Data listing =>
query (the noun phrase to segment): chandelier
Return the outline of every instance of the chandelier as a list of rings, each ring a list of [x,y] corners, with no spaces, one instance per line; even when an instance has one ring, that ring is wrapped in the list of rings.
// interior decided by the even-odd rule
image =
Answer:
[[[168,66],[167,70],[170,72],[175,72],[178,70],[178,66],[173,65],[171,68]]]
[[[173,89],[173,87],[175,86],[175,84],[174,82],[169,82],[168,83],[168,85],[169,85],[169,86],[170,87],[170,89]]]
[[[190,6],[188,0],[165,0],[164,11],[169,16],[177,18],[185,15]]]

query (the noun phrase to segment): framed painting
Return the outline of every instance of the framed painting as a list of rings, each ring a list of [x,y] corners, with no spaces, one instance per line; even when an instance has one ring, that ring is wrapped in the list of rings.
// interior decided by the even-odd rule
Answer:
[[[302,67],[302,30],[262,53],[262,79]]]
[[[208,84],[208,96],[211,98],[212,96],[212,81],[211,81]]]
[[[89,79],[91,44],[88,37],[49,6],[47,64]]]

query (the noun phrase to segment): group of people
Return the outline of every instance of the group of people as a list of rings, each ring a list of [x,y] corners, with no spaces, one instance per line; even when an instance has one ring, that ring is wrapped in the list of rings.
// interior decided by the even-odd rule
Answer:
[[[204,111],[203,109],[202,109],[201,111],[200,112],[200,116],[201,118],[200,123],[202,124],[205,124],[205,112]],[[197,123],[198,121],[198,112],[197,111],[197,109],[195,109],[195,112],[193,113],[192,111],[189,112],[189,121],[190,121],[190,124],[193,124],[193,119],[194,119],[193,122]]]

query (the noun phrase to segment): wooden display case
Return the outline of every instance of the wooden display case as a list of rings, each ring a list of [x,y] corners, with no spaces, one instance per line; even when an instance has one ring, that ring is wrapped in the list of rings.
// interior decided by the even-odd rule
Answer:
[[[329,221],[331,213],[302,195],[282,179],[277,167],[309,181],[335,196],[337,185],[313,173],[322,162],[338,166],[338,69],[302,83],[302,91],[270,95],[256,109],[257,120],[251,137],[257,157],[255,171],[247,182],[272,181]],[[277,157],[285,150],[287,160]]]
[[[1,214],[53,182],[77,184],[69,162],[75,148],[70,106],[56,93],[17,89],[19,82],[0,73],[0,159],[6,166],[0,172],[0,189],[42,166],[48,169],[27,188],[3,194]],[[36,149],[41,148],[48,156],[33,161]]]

---

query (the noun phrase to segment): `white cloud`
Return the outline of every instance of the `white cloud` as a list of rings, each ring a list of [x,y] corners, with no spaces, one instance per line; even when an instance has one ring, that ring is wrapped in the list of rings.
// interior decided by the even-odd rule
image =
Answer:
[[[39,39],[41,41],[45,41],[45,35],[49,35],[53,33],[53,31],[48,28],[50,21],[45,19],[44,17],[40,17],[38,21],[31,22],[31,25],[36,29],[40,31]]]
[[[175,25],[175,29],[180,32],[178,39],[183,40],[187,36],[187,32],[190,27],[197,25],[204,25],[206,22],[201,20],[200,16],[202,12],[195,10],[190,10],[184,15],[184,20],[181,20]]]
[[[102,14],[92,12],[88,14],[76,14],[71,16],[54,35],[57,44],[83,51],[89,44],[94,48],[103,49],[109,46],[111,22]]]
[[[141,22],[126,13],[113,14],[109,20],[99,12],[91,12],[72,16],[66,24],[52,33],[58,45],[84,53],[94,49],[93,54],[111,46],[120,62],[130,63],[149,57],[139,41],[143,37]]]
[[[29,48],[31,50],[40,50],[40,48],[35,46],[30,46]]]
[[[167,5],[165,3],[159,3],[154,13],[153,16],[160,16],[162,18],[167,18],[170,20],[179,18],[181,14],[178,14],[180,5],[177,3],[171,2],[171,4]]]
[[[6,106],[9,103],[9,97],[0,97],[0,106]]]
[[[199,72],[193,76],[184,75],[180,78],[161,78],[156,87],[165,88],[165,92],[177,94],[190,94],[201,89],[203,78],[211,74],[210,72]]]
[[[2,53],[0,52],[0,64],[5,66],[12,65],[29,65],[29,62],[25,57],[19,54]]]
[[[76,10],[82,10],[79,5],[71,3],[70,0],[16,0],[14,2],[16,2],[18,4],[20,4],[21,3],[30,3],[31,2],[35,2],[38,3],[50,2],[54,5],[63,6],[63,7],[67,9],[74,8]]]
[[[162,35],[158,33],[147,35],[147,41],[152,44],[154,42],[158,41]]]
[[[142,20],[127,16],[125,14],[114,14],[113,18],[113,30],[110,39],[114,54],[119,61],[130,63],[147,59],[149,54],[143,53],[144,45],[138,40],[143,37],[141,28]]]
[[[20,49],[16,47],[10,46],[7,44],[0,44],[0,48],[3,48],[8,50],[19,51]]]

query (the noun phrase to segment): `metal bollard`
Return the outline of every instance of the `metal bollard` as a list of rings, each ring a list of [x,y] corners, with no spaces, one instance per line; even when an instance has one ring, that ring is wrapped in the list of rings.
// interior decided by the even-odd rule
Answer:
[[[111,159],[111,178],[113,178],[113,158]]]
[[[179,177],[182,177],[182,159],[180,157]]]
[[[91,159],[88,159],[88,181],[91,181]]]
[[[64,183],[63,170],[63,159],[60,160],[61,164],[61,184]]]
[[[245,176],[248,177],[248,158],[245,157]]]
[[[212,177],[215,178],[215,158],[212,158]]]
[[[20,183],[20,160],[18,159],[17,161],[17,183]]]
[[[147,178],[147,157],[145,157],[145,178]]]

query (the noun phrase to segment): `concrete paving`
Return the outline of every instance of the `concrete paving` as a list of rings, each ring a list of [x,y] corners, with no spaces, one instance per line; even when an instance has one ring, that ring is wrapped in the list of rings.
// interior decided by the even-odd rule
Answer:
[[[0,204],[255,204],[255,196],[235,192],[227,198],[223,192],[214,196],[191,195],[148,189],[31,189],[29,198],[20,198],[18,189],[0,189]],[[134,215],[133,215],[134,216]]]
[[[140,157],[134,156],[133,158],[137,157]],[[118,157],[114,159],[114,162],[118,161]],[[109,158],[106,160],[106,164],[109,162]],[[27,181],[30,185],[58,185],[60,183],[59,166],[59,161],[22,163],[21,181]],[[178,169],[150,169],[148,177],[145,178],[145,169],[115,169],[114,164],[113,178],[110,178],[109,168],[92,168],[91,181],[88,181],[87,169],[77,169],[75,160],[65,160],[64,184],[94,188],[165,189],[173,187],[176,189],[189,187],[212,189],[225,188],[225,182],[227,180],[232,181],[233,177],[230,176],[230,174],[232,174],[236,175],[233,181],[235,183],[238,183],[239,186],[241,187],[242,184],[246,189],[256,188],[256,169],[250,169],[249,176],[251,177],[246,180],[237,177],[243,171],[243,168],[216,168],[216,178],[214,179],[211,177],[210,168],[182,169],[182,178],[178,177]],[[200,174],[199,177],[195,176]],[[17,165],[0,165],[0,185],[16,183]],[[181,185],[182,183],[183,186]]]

--

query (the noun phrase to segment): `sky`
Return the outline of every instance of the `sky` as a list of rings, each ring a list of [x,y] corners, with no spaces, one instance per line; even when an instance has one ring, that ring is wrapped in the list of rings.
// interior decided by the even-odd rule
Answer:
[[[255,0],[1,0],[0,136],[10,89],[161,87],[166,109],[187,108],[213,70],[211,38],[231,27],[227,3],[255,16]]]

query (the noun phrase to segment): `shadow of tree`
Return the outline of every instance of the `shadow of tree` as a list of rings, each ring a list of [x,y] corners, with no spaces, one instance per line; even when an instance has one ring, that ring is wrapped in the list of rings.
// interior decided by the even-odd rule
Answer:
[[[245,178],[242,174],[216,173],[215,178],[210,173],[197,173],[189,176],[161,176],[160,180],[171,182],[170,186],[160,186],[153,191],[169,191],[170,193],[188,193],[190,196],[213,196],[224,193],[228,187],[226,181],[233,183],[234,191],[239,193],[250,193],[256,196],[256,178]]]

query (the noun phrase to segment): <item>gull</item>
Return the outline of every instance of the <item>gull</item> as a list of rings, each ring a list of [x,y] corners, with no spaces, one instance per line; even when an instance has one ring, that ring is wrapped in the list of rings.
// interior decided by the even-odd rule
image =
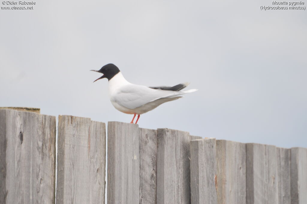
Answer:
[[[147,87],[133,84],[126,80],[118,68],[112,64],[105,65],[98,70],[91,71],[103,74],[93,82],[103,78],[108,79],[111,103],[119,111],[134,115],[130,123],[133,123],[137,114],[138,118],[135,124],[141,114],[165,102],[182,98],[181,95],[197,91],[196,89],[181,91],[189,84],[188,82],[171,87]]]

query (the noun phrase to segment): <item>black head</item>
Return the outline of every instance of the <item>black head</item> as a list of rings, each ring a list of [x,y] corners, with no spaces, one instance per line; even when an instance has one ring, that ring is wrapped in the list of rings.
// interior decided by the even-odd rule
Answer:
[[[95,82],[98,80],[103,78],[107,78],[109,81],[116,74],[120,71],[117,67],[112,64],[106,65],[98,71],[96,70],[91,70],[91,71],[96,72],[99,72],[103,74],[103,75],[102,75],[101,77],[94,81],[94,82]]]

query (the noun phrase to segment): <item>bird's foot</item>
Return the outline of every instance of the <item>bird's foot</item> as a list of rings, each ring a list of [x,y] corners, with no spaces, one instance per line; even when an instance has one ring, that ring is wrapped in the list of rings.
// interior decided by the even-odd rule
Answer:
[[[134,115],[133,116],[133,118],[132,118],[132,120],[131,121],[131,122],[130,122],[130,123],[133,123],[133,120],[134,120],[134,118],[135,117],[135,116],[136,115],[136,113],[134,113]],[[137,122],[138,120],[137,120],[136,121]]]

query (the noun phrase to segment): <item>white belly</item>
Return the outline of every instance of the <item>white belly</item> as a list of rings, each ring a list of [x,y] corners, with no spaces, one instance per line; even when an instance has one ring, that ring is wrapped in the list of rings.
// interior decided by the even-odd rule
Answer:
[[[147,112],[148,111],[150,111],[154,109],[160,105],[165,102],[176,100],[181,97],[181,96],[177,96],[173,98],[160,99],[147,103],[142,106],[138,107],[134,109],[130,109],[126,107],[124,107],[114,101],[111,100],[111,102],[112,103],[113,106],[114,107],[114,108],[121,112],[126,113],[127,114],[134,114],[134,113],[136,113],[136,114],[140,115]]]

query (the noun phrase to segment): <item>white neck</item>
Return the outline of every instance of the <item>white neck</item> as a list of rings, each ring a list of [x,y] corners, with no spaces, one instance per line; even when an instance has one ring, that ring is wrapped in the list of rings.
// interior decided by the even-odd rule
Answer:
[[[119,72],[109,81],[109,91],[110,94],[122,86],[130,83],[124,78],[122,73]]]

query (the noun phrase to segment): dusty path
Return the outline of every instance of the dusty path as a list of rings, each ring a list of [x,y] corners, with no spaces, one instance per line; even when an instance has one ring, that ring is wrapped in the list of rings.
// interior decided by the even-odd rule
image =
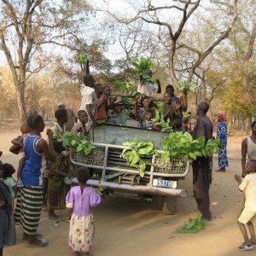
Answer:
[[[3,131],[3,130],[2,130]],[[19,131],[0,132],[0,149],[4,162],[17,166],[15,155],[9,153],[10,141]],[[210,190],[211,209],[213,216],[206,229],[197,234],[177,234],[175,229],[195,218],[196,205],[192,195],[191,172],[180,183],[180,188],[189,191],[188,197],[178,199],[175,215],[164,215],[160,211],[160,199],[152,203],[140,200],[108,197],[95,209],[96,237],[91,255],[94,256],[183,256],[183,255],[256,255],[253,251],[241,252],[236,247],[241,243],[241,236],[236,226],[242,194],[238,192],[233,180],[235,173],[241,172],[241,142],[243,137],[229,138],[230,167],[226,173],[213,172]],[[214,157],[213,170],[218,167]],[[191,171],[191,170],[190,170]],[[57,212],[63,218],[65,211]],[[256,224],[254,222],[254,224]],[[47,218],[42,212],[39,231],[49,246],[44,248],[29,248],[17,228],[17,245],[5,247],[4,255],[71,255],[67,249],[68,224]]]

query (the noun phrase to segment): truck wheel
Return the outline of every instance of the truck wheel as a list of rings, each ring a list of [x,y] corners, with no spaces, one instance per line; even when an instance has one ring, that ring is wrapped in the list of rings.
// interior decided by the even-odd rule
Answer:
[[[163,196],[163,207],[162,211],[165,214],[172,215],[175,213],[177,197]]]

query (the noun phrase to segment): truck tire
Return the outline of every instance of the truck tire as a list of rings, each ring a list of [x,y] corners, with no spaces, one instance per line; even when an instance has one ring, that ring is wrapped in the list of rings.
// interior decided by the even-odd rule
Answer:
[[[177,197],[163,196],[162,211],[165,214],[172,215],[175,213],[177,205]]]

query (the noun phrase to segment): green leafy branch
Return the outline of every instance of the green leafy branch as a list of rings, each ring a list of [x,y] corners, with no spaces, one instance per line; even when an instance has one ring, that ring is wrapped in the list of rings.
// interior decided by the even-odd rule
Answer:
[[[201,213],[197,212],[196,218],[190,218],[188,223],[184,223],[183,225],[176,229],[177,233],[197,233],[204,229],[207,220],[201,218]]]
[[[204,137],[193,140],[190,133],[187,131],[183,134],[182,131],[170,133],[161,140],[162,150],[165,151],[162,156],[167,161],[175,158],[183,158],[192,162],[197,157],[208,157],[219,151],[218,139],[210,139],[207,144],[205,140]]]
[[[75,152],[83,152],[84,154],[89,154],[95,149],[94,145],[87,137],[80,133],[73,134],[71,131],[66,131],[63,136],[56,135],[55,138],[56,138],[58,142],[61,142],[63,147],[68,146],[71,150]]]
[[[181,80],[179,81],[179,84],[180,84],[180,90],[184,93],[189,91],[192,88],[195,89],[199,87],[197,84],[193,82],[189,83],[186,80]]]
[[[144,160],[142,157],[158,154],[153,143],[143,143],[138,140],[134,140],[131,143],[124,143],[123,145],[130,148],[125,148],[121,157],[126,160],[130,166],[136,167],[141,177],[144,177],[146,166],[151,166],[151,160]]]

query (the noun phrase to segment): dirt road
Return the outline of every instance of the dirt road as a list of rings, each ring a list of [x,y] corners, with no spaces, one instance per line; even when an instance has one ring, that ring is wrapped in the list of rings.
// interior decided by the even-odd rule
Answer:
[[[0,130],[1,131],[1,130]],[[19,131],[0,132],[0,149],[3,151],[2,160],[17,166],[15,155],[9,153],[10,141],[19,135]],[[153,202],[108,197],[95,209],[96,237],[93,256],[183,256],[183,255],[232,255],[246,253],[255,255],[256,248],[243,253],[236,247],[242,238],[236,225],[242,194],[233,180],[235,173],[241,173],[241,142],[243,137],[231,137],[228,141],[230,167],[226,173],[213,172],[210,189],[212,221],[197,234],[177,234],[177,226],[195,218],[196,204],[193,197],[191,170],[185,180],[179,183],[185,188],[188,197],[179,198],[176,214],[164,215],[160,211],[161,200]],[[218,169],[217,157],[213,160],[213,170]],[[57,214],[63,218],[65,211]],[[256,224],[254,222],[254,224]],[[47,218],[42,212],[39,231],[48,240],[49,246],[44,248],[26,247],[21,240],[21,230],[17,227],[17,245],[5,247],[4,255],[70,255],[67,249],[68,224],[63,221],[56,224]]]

Problem description => Copy out every line of the data above that contains the string "framed".

Output below =>
query (the noun phrase to segment): framed painting
Return the outline of every instance of the framed painting as a list of rings, each ring a list of [x,y] corners, with no spaces, one instance per line; even when an instance has one ring, that ring is wrapped in the list of rings.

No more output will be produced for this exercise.